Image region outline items
--- BEGIN ---
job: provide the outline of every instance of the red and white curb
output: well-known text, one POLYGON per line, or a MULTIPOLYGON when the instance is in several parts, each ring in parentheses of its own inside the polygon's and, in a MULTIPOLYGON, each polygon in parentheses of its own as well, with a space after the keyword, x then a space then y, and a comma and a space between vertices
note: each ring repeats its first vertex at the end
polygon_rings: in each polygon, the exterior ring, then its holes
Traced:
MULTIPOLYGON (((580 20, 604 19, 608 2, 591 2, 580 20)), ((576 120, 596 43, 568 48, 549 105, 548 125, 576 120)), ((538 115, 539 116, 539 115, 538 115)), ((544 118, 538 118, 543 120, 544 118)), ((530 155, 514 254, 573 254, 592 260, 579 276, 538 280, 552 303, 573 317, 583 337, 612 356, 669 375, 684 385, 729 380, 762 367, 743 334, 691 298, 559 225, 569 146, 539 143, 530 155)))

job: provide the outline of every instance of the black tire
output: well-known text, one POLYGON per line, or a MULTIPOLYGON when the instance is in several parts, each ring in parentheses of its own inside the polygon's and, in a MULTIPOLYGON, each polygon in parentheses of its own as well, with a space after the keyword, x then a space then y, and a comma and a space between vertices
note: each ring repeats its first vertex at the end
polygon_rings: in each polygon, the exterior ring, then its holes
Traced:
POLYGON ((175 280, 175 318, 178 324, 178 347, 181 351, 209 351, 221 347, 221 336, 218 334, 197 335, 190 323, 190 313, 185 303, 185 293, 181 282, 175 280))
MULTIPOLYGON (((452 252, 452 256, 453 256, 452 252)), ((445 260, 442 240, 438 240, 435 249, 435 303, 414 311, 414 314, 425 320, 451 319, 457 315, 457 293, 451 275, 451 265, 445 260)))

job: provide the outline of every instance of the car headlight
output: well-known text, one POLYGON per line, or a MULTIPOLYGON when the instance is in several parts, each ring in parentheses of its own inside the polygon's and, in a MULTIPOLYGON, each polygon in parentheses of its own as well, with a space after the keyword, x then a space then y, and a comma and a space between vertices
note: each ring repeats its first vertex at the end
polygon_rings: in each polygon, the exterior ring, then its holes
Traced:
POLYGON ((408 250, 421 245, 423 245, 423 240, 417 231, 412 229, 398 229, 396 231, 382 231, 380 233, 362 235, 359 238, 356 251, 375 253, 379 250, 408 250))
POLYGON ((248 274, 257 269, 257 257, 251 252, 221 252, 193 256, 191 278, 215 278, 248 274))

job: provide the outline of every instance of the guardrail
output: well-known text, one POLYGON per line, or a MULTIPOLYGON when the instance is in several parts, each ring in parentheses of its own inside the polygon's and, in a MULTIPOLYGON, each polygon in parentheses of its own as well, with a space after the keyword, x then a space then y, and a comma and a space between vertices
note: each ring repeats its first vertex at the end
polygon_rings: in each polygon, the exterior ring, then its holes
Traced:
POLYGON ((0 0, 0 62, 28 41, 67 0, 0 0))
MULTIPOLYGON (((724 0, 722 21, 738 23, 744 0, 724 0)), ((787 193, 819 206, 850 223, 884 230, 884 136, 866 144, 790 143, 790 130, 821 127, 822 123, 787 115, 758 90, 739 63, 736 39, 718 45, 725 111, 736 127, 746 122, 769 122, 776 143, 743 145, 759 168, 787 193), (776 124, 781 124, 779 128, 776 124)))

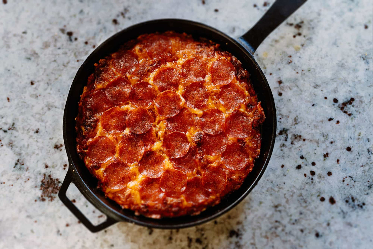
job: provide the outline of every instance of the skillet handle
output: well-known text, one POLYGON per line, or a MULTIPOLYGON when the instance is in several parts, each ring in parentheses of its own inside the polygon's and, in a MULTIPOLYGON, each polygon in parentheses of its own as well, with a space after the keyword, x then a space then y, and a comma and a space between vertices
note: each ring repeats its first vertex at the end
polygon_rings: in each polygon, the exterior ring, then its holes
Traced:
POLYGON ((271 32, 307 0, 277 0, 251 29, 238 38, 251 54, 271 32))
POLYGON ((72 182, 73 183, 73 178, 72 173, 69 169, 67 174, 66 174, 65 180, 63 180, 63 182, 62 183, 62 184, 61 186, 60 191, 58 192, 58 197, 59 197, 60 199, 65 205, 65 206, 92 233, 96 233, 108 227, 117 222, 117 221, 107 216, 106 220, 102 223, 97 225, 95 225, 92 224, 84 215, 81 212, 80 210, 78 209, 78 208, 66 196, 66 192, 67 191, 68 189, 69 188, 70 183, 72 182))

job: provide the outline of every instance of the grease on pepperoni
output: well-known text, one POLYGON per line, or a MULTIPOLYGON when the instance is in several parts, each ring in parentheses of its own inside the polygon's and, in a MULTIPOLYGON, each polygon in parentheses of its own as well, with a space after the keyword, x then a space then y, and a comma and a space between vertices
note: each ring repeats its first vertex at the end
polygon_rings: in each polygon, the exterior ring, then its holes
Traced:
--- END ---
### [Problem to work on]
Render all of the items above as one numbered list of their lines, omitting any blank lines. Leave the pictures out of the answer.

### [Task solution]
1. job: provide the outline of every instance of the red and white curb
2. output: well-known text, one POLYGON per line, or a MULTIPOLYGON when the instance is in several parts, each ring in parentheses of its own inside the polygon's and, in a MULTIPOLYGON, each polygon in parentheses of its own as well, with a space after the keyword, x then a space then y, and a comma and a space between vertices
3. note: each ring repeats its first vertex at the end
4. polygon_rings: in each polygon, the exterior ring, then its holes
5. Traced:
6. MULTIPOLYGON (((580 20, 604 19, 608 2, 591 2, 580 20)), ((576 120, 596 43, 568 48, 549 105, 548 125, 576 120)), ((538 115, 539 116, 539 115, 538 115)), ((544 118, 538 118, 543 120, 544 118)), ((530 155, 514 254, 573 254, 592 260, 579 276, 538 280, 552 303, 573 317, 583 337, 612 356, 669 375, 684 385, 729 380, 762 367, 743 334, 691 298, 559 225, 569 146, 539 143, 530 155)))
7. job: provide the outline of every instance of the black tire
8. output: well-known text, one POLYGON per line, or a MULTIPOLYGON when the instance is in several parts, each ring in parentheses of its own inside the polygon's and, in a MULTIPOLYGON, each polygon in parentheses of its own as well, with a space after the keyword, x then a space then y, and a comma and a space between vertices
9. note: each ring repeats its first vertex at the end
10. polygon_rings: in each polygon, the exterior ring, then its holes
11. Traced:
12. POLYGON ((175 280, 175 318, 178 324, 178 347, 181 351, 209 351, 221 347, 221 336, 218 334, 197 335, 190 323, 190 313, 185 303, 185 293, 181 282, 175 280))
13. MULTIPOLYGON (((452 252, 452 256, 453 256, 452 252)), ((445 260, 442 240, 438 240, 435 249, 435 303, 414 311, 414 314, 425 320, 451 319, 457 315, 457 293, 451 275, 451 265, 445 260)))
14. job: provide the outline of every instance of the car headlight
15. output: well-known text, one POLYGON per line, or a MULTIPOLYGON when the instance is in several parts, each ring in parentheses of its own inside the polygon's and, in a MULTIPOLYGON, each polygon in parentheses of its own as well, with a space after the keyword, x then a space then y, and a comma and a space between vertices
16. note: each ring repeats its first vertex at the end
17. polygon_rings: in each polygon, the exterior ring, then its holes
18. Traced:
19. POLYGON ((408 250, 421 245, 423 245, 423 240, 417 231, 412 229, 398 229, 396 231, 382 231, 380 233, 362 235, 359 238, 356 251, 375 253, 379 250, 408 250))
20. POLYGON ((248 274, 257 269, 257 257, 251 252, 221 252, 193 256, 191 278, 215 278, 248 274))
21. job: provide the outline of every instance of the guardrail
22. output: well-known text, one POLYGON per line, or a MULTIPOLYGON when the instance is in several parts, each ring in parentheses of its own inside the polygon's and, in a MULTIPOLYGON, each polygon in parentheses of its own as well, with a space after the keyword, x then a space then y, and a comma and a space between vertices
23. note: each ring repeats its first vertex at the end
24. polygon_rings: in each polygon, the exterior ring, then its holes
25. Traced:
26. POLYGON ((0 0, 0 62, 28 41, 67 0, 0 0))
27. MULTIPOLYGON (((724 0, 722 21, 738 23, 744 0, 724 0)), ((787 193, 819 206, 850 223, 884 230, 884 136, 866 144, 790 143, 790 130, 821 127, 822 123, 787 115, 758 90, 739 63, 736 39, 718 45, 725 111, 736 127, 746 122, 769 122, 776 143, 743 145, 759 168, 787 193), (776 124, 781 124, 779 128, 776 124)))
28. job: provide the outline of every instance of the skillet handle
29. output: well-known text, one POLYGON per line, or a MULTIPOLYGON when the instance is in several parts, each ring in parentheses of its own inside the polygon's and, in a MULTIPOLYGON, each polygon in parentheses of its own as well, with a space after the keyword, x then a space then y, and a comma and a space between vertices
30. note: each ring repeats its first vertex at the end
31. polygon_rings: in each polygon, the exterior ring, then its holes
32. Traced:
33. POLYGON ((271 32, 307 0, 277 0, 251 29, 238 38, 251 54, 271 32))
34. POLYGON ((72 182, 73 183, 73 178, 72 173, 69 169, 67 174, 66 174, 65 180, 63 180, 63 182, 62 183, 62 184, 61 186, 60 191, 58 192, 58 197, 59 197, 60 199, 65 205, 65 206, 92 233, 96 233, 108 227, 117 222, 117 221, 107 216, 106 220, 102 223, 97 225, 95 225, 92 224, 84 215, 81 212, 80 210, 78 209, 78 208, 66 196, 66 192, 67 191, 68 189, 69 188, 70 183, 72 182))
35. job: provide the outline of every instance of the grease on pepperoni
36. output: well-known text, one POLYGON per line, or a MULTIPOLYGON when the instance is in several parts, each ring in parentheses of its own inside the polygon's and, in a MULTIPOLYGON, each polygon in parentheses of its own as well, with a space after the keyword, x then a space then y, and a comma and a space between vertices
37. note: each ring repeats its first vertex at the end
38. polygon_rings: in each polygon, the exterior ring, then its holes
39. Traced:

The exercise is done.